**Given request**
Write out every one of the records below word for word, keeping each line unchanged.

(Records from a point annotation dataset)

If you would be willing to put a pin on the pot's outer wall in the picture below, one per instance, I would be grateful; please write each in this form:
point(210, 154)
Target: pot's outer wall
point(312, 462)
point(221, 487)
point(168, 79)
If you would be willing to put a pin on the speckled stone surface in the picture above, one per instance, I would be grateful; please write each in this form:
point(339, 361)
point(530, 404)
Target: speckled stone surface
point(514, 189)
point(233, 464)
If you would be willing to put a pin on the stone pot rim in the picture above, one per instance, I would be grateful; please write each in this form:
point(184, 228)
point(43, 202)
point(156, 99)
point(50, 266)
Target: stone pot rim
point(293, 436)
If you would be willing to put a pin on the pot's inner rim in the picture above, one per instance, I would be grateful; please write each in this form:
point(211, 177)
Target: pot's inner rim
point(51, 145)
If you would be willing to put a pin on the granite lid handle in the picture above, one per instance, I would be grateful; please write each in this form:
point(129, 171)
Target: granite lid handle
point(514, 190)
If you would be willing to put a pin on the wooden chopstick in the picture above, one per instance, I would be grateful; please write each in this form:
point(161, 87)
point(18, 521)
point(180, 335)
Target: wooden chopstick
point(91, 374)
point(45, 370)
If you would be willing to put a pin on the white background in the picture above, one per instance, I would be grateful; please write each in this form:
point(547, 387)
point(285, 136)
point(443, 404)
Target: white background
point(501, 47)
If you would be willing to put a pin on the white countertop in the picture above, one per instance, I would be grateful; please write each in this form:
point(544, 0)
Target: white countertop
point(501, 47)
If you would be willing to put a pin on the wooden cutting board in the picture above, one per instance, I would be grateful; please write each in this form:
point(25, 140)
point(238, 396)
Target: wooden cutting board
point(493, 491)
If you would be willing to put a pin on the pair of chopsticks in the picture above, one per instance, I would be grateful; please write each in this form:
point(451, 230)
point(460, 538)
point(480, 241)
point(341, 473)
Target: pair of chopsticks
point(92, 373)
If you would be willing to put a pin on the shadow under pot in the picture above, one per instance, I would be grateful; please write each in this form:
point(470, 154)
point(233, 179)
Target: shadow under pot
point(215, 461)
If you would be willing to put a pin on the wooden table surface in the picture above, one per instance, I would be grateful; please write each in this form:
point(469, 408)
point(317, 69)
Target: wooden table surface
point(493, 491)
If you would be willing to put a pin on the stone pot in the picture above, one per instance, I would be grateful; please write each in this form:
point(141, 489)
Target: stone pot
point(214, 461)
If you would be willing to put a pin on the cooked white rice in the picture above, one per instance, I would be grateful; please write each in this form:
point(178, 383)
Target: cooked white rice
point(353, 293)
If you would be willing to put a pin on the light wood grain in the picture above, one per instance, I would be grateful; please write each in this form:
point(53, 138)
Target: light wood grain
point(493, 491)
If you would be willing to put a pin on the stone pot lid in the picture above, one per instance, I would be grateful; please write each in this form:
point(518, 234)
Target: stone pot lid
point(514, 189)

**Full answer**
If you would be willing to put a pin on the pot's outer wall in the picture below, one per instance, I would be grateful; please write each in this form:
point(210, 154)
Target: pot's outer wall
point(312, 462)
point(221, 487)
point(168, 79)
If you would be willing to put a pin on the speckled stone surface in the picture above, one per instance, I would be grateful; please write each in this form:
point(339, 361)
point(530, 404)
Target: speckled stone surface
point(514, 189)
point(233, 464)
If you would be willing to put a pin on the stone pot rim in the picture above, one per instance, I would be grateful; please write each in this form:
point(184, 228)
point(43, 202)
point(156, 99)
point(50, 266)
Target: stone pot rim
point(293, 436)
If you would be willing to put a pin on the pot's inner rim in the picture above, one per instance, I would be grateful; please write each in this form:
point(211, 177)
Target: pot's inner rim
point(51, 145)
If you would be willing to put a pin on the granite lid handle in the picture above, one per instance, I would be grateful; please write each in this form:
point(129, 171)
Target: granite lid handle
point(514, 190)
If you would be willing to put a pin on the wooden chopstick in the picture above, one per instance, I would be grateful; please write each in this form:
point(161, 87)
point(18, 521)
point(180, 335)
Target: wooden chopstick
point(91, 374)
point(45, 370)
If you would be willing to put a pin on the white background in the picture above, one per instance, I would be grateful; please write each in this form:
point(547, 387)
point(285, 136)
point(443, 404)
Target: white background
point(501, 47)
If you would be willing to put a pin on the white countertop in the picture above, one per instance, I would be grateful; please write each in this form:
point(544, 0)
Target: white countertop
point(501, 47)
If you would be willing to put a pin on the wooden cutting board in the picture above, one per instance, I would be grateful; please write each in this form:
point(25, 140)
point(238, 396)
Target: wooden cutting board
point(493, 491)
If you would be willing to put a pin on the pair of chopsticks in the picture above, one per instance, I would be grateful; please write each in this form:
point(451, 230)
point(460, 538)
point(480, 241)
point(341, 473)
Target: pair of chopsticks
point(92, 373)
If you would be willing to put a pin on the shadow under pot in the picture above, one per instance, I would be grateful; please write each in this form:
point(470, 154)
point(233, 179)
Target: shadow under pot
point(215, 461)
If you would be willing to put a pin on the wooden table surface in the picture above, one per instance, I would be grateful; please write each in this form:
point(469, 408)
point(317, 69)
Target: wooden table surface
point(493, 491)
If you would be willing to put a pin on the stone pot in the picture above, one per instance, I would be grateful; please write each in this form:
point(141, 489)
Target: stone pot
point(214, 461)
If you would be willing to put a pin on the cooked white rice in the picture above, one per instance, I would be grateful; please write each in this form:
point(178, 383)
Target: cooked white rice
point(353, 293)
If you would be willing to put a pin on the light wood grain in the picture above, one per instance, I would be grateful; please write each in this form:
point(53, 138)
Target: light wood grain
point(493, 491)
If you would be willing to put a pin on the stone pot lid in the picture above, one per instance, I would be grateful; please write each in this form:
point(518, 234)
Target: stone pot lid
point(514, 189)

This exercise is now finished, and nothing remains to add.